---------- Textauszug

Als gesetzloser Robyn Hode beteiligte er sich zusammen mit dem Earl of Lancaster an einer Rebellion gegen den König im Jahr 1322. Edward II. begnadigte ihn aber 1323 und stellte ihn sogar in seine Dienste. Beides wird in den Texten erwähnt, was für Hunters Theorie spricht. Allerdings ist der Name Robert Hood in unterschiedlichen Schreibweisen zu dieser Zeit, wie gesagt, sehr häufig, und so könnte es sich hier auch nur um eine zufällige Namensgleichheit handeln, meinen Kritiker.
Mit Sicherheit ausschließen kann die Wissenschaft heute allerdings, dass Robins große Liebe, die Maid Marian, und auch einer seiner treuesten Wegbegleiter, der fröhliche Mönch Bruder Tuck, von Anfang an mit dabei waren. Beide Charaktere werden in den frühen Texten nicht erwähnt und könnten auf alte französische Quellen beziehungsweise Figuren des volkstümlichen Tanztheaters anlässlich der traditionellen englischen Maifeste zurückgehen.
Rätsel gibt der Forschung hingegen bis heute das legendäre Versteck der Gesetzlosen im tiefen Wald auf. In den frühen Texten ist sowohl von Sherwood als auch von Barnsdale die Rede. Als Versteck eignete sich allerdings der 50 Meilen vom Sherwood Forest entfernte Wald von Barnsdale sehr viel besser. Hier waren nämlich zur Zeit Robin Hoods keinerlei Patrouillen von Förstern zu befürchten, denn dieser Wald stand im Gegensatz zum Sherwood Forest damals nicht unter königlicher Obhut. Barnsdale Forest war zudem dunkel, dicht und undurchdringlich. Hier konnte der Spur Robin Hoods niemand folgen.
Britische Archäologen und Historiker sind vor über zehn Jahren auf eine andere Spur gestoßen, die ebenfalls von Sherwood Forest wegführt. In einem Dorf nahe der Stadt Sheffield haben sie die Ruinen eines kleinen Familienschlosses ausgegraben, in dem der sagenumwobene Kämpfer gewohnt haben soll. Er sei demnach der Sohn eines englischen Edelmanns gewesen, der gegen die normannischen Herrscher gekämpft habe.
Wenn das stimmt, lag das Einsatzgebiet des grünen Bogenschützen gar nicht im Wald rings um Nottingham, sondern in der nördlichen Nachbargrafschaft Yorkshire. Die Fundamente, die in dem Dorf Bolsterstone ausgegraben wurden, liegen 85 Kilometer vom legendären Sherwood Forest entfernt. Indes: Reste von Flitzbögen, Pfeilspitzen oder Hutfedern wurden nicht gefunden. Robin Hood bleibt ein Rätsel.

--------------------
---------- Inhalt der Datensätze

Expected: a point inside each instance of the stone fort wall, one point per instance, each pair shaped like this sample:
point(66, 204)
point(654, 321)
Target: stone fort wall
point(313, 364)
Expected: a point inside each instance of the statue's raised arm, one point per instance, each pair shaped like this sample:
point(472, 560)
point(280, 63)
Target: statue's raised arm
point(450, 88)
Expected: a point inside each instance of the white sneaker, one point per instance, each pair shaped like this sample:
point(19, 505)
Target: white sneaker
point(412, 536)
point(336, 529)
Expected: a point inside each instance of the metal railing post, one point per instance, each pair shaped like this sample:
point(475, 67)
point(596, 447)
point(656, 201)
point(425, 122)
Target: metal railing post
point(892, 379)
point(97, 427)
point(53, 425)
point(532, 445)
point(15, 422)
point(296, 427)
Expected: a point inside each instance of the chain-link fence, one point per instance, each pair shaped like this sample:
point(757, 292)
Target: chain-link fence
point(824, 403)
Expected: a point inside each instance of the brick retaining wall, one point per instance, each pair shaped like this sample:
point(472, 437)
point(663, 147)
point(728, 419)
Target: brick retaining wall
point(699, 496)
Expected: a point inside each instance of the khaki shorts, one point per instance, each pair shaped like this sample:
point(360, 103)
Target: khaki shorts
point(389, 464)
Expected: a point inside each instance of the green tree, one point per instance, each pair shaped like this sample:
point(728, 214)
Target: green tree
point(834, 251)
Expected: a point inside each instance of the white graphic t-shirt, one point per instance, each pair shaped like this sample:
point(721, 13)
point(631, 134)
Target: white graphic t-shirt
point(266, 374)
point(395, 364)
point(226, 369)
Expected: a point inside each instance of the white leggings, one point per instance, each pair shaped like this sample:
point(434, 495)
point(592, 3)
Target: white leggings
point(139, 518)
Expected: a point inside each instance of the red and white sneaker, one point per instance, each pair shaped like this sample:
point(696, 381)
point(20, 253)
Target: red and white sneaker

--------------------

▶ Aufgabe 1
Wie weit liegen laut dem Textauszug über Robin Hood die in Bolsterstone ausgegrabenen Fundamente vom Sherwood Forest entfernt?
▶ Aufgabe 2
Übernimm aus dem Textauszug über Robin Hood die Passage ab „Als gesetzloser Robyn“ bis einschließlich „handeln, meinen Kritiker.“ wortgetreu.
Verwende ausschließlich den Textauszug.

▶ Vollständige Antwort 1
85 Kilometer

▶ Vollständige Antwort 2
Als gesetzloser Robyn Hode beteiligte er sich zusammen mit dem Earl of Lancaster an einer Rebellion gegen den König im Jahr 1322. Edward II. begnadigte ihn aber 1323 und stellte ihn sogar in seine Dienste. Beides wird in den Texten erwähnt, was für Hunters Theorie spricht. Allerdings ist der Name Robert Hood in unterschiedlichen Schreibweisen zu dieser Zeit, wie gesagt, sehr häufig, und so könnte es sich hier auch nur um eine zufällige Namensgleichheit handeln, meinen Kritiker.